Exercises:
• A. According to the natural gas storage text, what was the peak total inventory for all three storage regions at last read for this winter?
• B. Rewrite the paragraph of the natural gas storage text that begins "In November 2005, the U.S. market" more briefly, keeping its main facts.

Text shown:
— begin —

In September 2006, the Energy Information Administration (EIA) released an analysis of Natural Gas Storage Working Capacity in which it reported the following data (excluding marginal fields):

* Working gas design capacity equal to 4,014 Tcf;

* Effective capacity equal to 3.813 Tcf;

* Non-coincident peak inventory volume of 3.593 Tcf.

While these numbers may not raise any red flags as far as supply and demand, they don't necessarily signal issues with storage and capacity utilization, or a need for additional capacity.

The last two winters were milder than usual. By now, we are continuing that trend--or not.

In November 2005, the U.S. market was at a record high inventory level in advance of what many predicted to be a harsh winter as signaled by earlier than usual severe storms in the West. As the season unfolded, however, early warming trends left gas in storage with the season ending at an unprecedented level with 1.695 Tcf in inventory as the 2006 injection season commenced. But what does this tell us about efficient levels of storage utility?

At last read for this winter, total inventory peaked for all three storage regions at 3.461 Tcf. Now look at the winter of 2002-03. During that season we witnessed a storage drawdown to 623 Tcf. One might conclude from these separate events that efficient capacity utilization in the market is 2.838 Tcf.

Is This a Meaningful Conclusion? What Other Marker Can Be Used?

Another market dynamic that might be used is peak utilization. For this we simply look for the peak withdrawal and peak injection experienced in any storage season. Coincidentally, both of these peak numbers occurred in the same storage cycle when the winter drawdown of 2003 totaled 2.549 Tcf and the following injection season saw 2.564 Tcf go back into storage for the following winter.

Does this data suggest that the market may only utilize 75% or less of the total effective working capacity estimated by EIA? And, is their a need for more storage capacity?

Today, based on AEO 2006, we are in a nominal 21 Tcf annual market. In addition to that, daily sustainable supply from traditional sources (Production and Imports, LNG exempted) totals about 57.5 Bcf/d, or 21 Tcf annually; placing supply at equilibrium with demand. In the market, production remains relatively static through the year (exempting disasters) while consumption is much more erratic, shaped by heating and cooling demand. The nominal summer market averages about 50 Bcf/d, while the winter demand period can average more than 72.5 Bcf/d, with daily peaks and troughs balanced with storage.

— end —

Items from a dataset
— begin —

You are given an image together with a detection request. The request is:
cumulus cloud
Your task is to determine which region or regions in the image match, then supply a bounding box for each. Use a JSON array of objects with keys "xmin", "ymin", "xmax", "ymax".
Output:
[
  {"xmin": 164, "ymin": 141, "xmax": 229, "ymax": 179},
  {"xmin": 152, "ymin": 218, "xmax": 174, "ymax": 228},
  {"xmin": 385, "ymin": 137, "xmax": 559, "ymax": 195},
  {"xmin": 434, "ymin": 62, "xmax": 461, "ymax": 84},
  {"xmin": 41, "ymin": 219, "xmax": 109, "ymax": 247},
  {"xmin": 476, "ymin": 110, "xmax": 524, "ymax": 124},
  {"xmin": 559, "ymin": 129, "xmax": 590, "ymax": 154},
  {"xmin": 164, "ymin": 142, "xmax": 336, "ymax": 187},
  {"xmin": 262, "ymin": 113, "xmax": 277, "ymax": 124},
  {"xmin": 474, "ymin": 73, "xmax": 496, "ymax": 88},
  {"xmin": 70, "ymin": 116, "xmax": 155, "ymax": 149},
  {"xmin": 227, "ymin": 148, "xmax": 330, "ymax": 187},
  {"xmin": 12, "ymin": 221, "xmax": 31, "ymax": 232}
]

— end —

Answers for the exercise:
• A. 3.461 Tcf

• B. In November 2005, U.S. gas inventory was at a record high ahead of a winter many expected to be harsh, based on early severe storms in the West. Early warming trends left gas unused, and the season ended with an unprecedented 1.695 Tcf in storage as the 2006 injection season began. This raises the question of what storage level is efficient.